Continue the news report below on arthritis prevalence among U.S. adults, starting right after its final sentence.
*** SOURCE EXTRACT Section Begins ***
Adults with arthritis in southeastern states have highest prevalence of severe joint pain, physical inactivity
WEDNESDAY, May 8, 2019 (HealthDay News) — The prevalence of arthritis was 22.8 percent in U.S. adults in 2017, with statewide variation in prevalence and in the prevalence of severe joint pain and physical inactivity among those with arthritis, according to research published in the May 3 issue of the U.S. Centers for Disease Control and Prevention Morbidity and Mortality Weekly Report.
Dana Guglielmo, M.P.H., from the CDC in Atlanta, and colleagues analyzed 2017 Behavioral Risk Factor Surveillance System data to estimate the current state-specific prevalence of arthritis and prevalence of severe joint pain and physical inactivity among those with arthritis.
*** SOURCE EXTRACT Section Ends ***
*** SOURCE DATA Section Begins ***
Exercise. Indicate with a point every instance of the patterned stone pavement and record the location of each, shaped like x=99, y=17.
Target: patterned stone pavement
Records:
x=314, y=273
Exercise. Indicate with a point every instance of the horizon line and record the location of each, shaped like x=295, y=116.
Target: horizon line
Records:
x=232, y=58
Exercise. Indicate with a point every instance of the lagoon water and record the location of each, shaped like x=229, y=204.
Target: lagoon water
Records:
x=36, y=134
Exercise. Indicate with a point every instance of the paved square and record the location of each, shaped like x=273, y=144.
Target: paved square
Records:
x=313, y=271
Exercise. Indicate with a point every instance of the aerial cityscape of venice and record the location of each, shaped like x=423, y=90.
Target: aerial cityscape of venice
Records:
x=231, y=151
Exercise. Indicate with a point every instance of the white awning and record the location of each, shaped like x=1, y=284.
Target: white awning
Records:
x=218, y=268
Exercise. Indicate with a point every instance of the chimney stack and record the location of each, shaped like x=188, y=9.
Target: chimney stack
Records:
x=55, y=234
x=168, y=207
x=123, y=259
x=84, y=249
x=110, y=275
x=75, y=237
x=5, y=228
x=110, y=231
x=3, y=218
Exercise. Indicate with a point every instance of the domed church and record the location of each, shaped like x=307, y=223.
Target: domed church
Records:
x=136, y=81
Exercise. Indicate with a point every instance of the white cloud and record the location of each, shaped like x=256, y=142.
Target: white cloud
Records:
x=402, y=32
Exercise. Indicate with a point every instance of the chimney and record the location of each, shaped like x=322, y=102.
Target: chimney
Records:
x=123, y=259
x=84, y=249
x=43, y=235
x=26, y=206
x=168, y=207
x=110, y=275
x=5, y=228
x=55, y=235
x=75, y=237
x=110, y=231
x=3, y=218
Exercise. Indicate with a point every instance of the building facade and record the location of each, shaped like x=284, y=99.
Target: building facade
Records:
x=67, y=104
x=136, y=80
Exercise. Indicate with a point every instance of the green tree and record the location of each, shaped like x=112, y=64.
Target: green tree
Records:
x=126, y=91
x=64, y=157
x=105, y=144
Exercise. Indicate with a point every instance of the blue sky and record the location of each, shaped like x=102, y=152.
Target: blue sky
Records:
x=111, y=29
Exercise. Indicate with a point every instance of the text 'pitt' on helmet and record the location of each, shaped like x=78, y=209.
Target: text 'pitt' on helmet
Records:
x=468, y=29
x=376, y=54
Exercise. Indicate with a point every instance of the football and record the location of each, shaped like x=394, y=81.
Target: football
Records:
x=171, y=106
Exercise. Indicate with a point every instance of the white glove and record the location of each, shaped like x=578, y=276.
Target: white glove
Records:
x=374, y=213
*** SOURCE DATA Section Ends ***
-- ANSWER BOX --
The researchers found that the median age-standardized state prevalence of arthritis was 22.8 percent among adults aged ≥18 years in 2017 (range, 15.7 in Washington, D.C., to 34.6 percent in West Virginia) and generally was highest in the Appalachia and Lower Mississippi Valley regions. The age-standardized, state-specific prevalence rates of severe joint pain and physical inactivity among adults with arthritis were highest in southeastern states (median, 30.3 percent and 33.7 percent, respectively). The prevalence of physical inactivity was highest among those with severe joint pain versus those with moderate or no/mild joint pain (47.0 versus 31.8 and 22.6 percent, respectively).
“State-specific data support efforts to promote participation in arthritis-appropriate, evidence-based self-management education and physical activity programs, which can reduce pain, increase physical activity and function, and improve mood and quality of life,” the authors write.